= THE REQUEST =
Please quote the sales tax model text word for word, everything from "There are also" down to "than intellectual bullying.".

OSPRI is gone now, joining the Education Partnership, ripolicyanalysis.org, the Citizens Foundation, and many more in that angry Valhalla of conservative Rhode Island think tanks. But don’t despair!  The RI Center for Freedom, Prosperity, Motherhood and Apple Pie (CFPMAP) is here to fill this terrible void. As I’ve written, researchers at CFPMAP are behind the ongoing discussion, such as it is, of the sales tax decrease.

When you go read the supporting documentation behind the CFPMAP claims about the economic impacts of the sales tax decrease, you find they use an economic modeling tool they call RI-STAMP.

ooh!  impressive, isn't it?
Equation 7 from the STAMP technical report. This is not a presentation intended to elucidate, but to obscure, how the model works.

The RI-STAMP model is based on the STAMP model, developed by the Beacon Hill Institute at Suffolk University. Beacon Hill has done us all the service of publishing a lovely technical report on the model, filled with dense and intentionally impressive equations like the one here, which might distract the unwary from sentences like these:

“The savings rates for households at each income level were adjusted based on professional judgement [sic]…” [p.15]

“The trade data for the state are not particularly reliable; we have used our judgement [sic]…” [p.21]

“As with export demand we have used our judgement [sic], combined with BEA data, to arrive at sensible estimates [for import demand].” [p.21]

“Information on flows between the state and the rest of the world is difficult to piece together, and is an area where considerable professional judgment is required.” [p.11]

“We used professional judgment in determining the proper elasticities for each household group.”[p.16]

This last one was an estimate of how likely poor people are to avoid work if welfare payments increase. They described this professional judgment:

“The participation rate for low‐income households is assumed to be highly sensitive to the level of transfer payments, but relatively insensitive to changes in taxes or the [wa]ge rate. On the other hand, high‐income households are assumed to respond substantially to changes in the taxes and wage rates they face.”

In other words, a rise or fall in wages has a large impact on the behavior of high-income households, but a much lower impact on the behavior of low-income households. The latter are, however, assumed to be quite sensitive to the level of welfare payments. This is, shall we say, a debatable proposition, even in the economics literature. As are the other propositions on which they exercised their “judgment.”

There are also questionable assumptions about how federal dollars are spent in Rhode Island, whether all sellers of labor and capital can find buyers (unemployed much?), the extent to which businesses who have profit here also have owners here, and much more. One can go on at some length, but why bother?  The model is, like most models (including the ones I use), a collection of predictions developed from the assumptions of the researchers who put it together. Dependence on assumptions is nothing extraordinary. It’s burying those assumptions under a collection of poorly-explained and almost parodic equations that is nothing more than intellectual bullying.

The performance of a model like this can be tuned on past events. We’ve had lots of tax cuts these guys could have practiced on. Did their model say tax collections went up despite the tax cuts of 1997-2002, 2001, 2005, or 2007-2011?  If so, they don’t say. If the model can properly model those past realities, then you’ll potentially have something useful to predict future ones. Without that, all the fancy equations in the world can’t sell your results.

= SOURCE EXCERPT =
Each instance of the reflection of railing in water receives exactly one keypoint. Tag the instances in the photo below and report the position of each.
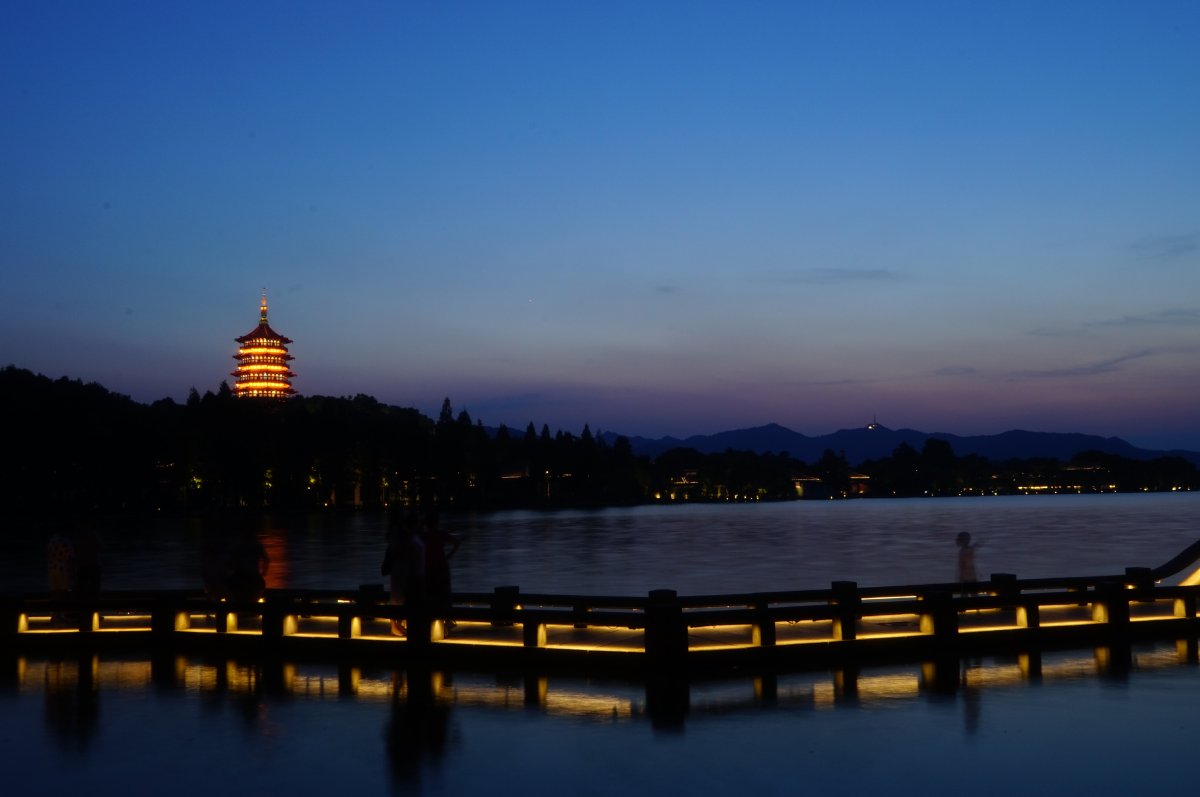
(659, 633)
(612, 701)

= THE OUTPUT =
There are also questionable assumptions about how federal dollars are spent in Rhode Island, whether all sellers of labor and capital can find buyers (unemployed much?), the extent to which businesses who have profit here also have owners here, and much more. One can go on at some length, but why bother?  The model is, like most models (including the ones I use), a collection of predictions developed from the assumptions of the researchers who put it together. Dependence on assumptions is nothing extraordinary. It’s burying those assumptions under a collection of poorly-explained and almost parodic equations that is nothing more than intellectual bullying.